**DATA FOR THIS TASK:**
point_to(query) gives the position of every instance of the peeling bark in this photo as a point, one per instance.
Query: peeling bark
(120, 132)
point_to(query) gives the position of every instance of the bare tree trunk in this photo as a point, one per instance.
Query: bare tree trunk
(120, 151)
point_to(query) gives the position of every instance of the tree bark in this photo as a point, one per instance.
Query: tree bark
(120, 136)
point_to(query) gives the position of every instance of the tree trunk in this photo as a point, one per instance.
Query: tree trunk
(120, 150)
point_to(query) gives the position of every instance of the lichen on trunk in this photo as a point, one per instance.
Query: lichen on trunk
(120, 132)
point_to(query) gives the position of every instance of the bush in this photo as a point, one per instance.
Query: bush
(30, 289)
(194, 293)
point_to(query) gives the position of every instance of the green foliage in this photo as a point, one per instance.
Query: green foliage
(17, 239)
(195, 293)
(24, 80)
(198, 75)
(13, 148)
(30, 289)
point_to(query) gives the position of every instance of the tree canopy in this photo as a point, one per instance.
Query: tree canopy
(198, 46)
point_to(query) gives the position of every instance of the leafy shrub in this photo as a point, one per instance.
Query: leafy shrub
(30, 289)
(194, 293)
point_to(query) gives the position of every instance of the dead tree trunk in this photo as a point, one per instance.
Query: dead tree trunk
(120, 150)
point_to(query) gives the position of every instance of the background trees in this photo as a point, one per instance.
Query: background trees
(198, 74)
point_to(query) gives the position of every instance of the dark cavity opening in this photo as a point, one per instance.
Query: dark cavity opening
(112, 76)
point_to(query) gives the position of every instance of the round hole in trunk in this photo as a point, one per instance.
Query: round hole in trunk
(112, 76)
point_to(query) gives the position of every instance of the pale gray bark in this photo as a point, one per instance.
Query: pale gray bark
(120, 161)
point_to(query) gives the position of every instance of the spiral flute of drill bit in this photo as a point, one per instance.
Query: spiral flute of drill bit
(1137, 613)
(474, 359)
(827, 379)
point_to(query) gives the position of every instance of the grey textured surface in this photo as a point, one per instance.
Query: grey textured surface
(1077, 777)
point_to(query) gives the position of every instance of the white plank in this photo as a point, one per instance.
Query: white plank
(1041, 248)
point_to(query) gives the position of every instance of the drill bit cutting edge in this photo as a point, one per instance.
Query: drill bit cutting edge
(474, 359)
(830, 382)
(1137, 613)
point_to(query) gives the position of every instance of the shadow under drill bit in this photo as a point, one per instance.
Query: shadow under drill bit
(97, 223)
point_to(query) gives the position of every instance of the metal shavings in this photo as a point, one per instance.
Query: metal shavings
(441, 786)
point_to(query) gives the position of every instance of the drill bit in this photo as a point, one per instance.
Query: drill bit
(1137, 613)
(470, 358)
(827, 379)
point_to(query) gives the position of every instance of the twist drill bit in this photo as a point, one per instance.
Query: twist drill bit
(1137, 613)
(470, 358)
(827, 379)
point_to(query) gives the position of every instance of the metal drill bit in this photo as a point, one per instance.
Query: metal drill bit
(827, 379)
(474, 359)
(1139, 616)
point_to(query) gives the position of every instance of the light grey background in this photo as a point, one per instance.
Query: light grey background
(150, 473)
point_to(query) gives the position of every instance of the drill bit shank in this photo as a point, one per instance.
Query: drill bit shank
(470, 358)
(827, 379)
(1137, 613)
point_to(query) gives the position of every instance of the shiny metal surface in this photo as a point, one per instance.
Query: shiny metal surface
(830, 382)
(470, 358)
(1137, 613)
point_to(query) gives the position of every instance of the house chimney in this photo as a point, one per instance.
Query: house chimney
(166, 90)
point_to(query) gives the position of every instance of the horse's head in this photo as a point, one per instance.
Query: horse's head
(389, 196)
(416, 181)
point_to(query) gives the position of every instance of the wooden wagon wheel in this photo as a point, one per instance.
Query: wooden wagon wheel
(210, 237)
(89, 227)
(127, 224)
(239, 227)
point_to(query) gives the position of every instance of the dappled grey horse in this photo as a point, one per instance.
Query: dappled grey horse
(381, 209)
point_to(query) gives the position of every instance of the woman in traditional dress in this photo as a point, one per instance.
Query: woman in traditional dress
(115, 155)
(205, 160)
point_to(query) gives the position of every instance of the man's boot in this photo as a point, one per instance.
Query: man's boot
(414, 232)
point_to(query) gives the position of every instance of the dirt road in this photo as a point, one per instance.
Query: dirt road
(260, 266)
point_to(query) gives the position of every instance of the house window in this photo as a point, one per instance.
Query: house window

**TASK OBJECTIVE:** Reproduce every one of the lines above word for word, with nothing changed.

**ANSWER TO THIS TASK:**
point_to(query) gives the position of every instance of the peeling bark in this photo as a point, one per instance.
Query: peeling bark
(120, 132)
point_to(query) gives the position of every instance of the bare tree trunk in this photo as a point, one per instance.
Query: bare tree trunk
(120, 151)
point_to(query) gives the position of every instance of the tree bark in this photo as a point, one per instance.
Query: tree bark
(120, 136)
point_to(query) gives the position of every instance of the tree trunk in this photo as a point, one per instance.
Query: tree trunk
(120, 150)
point_to(query) gives the position of every instance of the lichen on trunk in this photo as a point, one per instance.
Query: lichen on trunk
(120, 132)
point_to(query) gives the position of every instance of the bush in this photo as a point, one per instance.
Query: bush
(30, 289)
(194, 293)
point_to(query) gives the position of every instance of the green foliage in this photo as a point, one per instance.
Query: green foliage
(17, 239)
(195, 293)
(24, 80)
(198, 75)
(13, 148)
(30, 289)
point_to(query) gives the position of every instance of the tree canopy in this photo as a point, one per instance.
Query: tree canopy
(198, 46)
point_to(query) gives the position of every instance of the leafy shrub in this photo as a point, one per instance.
Query: leafy shrub
(30, 289)
(194, 293)
point_to(query) gives the position of every instance of the dead tree trunk in this photo as a point, one per instance.
Query: dead tree trunk
(120, 150)
point_to(query) gives the position of every instance of the background trees in this photo as a point, one per instance.
Query: background trees
(198, 74)
point_to(query) gives the position of every instance of the dark cavity opening in this photo as a point, one per instance.
Query: dark cavity opening
(112, 76)
point_to(query) gives the position of every instance of the round hole in trunk in this photo as a point, one per instance.
Query: round hole in trunk
(112, 76)
point_to(query) gives the position of every instance of the pale gray bark in this photo as a point, one per instance.
Query: pale gray bark
(120, 161)
point_to(query) gives the position of every instance of the spiral flute of drill bit in this photo as a point, one per instance.
Query: spiral flute of drill bit
(1137, 613)
(474, 359)
(827, 379)
point_to(query) gives the position of every instance of the grey textured surface in this photo as a point, one per instance.
Query: grey textured surface
(1077, 777)
point_to(query) gives the position of every instance of the white plank in this photo as a point, one per instance.
Query: white plank
(1041, 248)
point_to(query) gives the position of every instance of the drill bit cutting edge in this photo as a point, one per instance.
Query: drill bit cutting edge
(474, 359)
(830, 382)
(1137, 613)
point_to(query) gives the position of every instance of the shadow under drill bit in this photo as a point, one per instance.
Query: shadow under drill bit
(97, 223)
point_to(query) gives the position of every instance of the metal shavings in this photo as a point, one per instance.
Query: metal shavings
(441, 786)
point_to(query) gives the position of every instance of the drill bit in this photo as a point, one per instance.
Query: drill bit
(1137, 613)
(470, 358)
(827, 379)
point_to(query) gives the position of every instance of the twist drill bit in this photo as a point, one per instance.
Query: twist drill bit
(1137, 613)
(470, 358)
(827, 379)
point_to(query) gives the position of every instance of the metal drill bit in this photo as a point, one per instance.
Query: metal drill bit
(827, 379)
(474, 359)
(1139, 616)
point_to(query) gives the position of every instance of the light grey background in this photo as a point, one per instance.
Query: light grey background
(150, 473)
point_to(query) gives the position of every instance of the drill bit shank in this photo as a point, one per instance.
Query: drill bit shank
(470, 358)
(827, 379)
(1137, 613)
point_to(query) gives the position of every instance of the shiny metal surface in this photo as a point, one per instance.
Query: shiny metal surface
(830, 382)
(470, 358)
(1137, 613)
point_to(query) gives the position of every instance of the house chimney in this photo as a point, one per instance.
Query: house chimney
(166, 90)
point_to(query) gives the position of every instance of the horse's head in this photo as a point, one per instance.
Query: horse's head
(389, 196)
(416, 181)
point_to(query) gives the position of every instance of the wooden wagon wheel in this photo as a point, one per instance.
Query: wooden wagon wheel
(210, 237)
(89, 227)
(127, 224)
(239, 227)
point_to(query) gives the position of every instance of the dappled grey horse in this photo as a point, one per instance.
Query: dappled grey horse
(381, 209)
point_to(query) gives the position of every instance of the woman in traditional dress in this photo as a point, one per instance.
Query: woman in traditional dress
(115, 155)
(205, 160)
point_to(query) gives the position of every instance of the man's boot in this photo as a point, one per instance.
Query: man's boot
(414, 232)
point_to(query) gives the position of every instance of the dirt road in this photo as a point, one per instance.
Query: dirt road
(260, 266)
point_to(query) gives the position of every instance of the house window in this photo as a point, one per instance.
Query: house window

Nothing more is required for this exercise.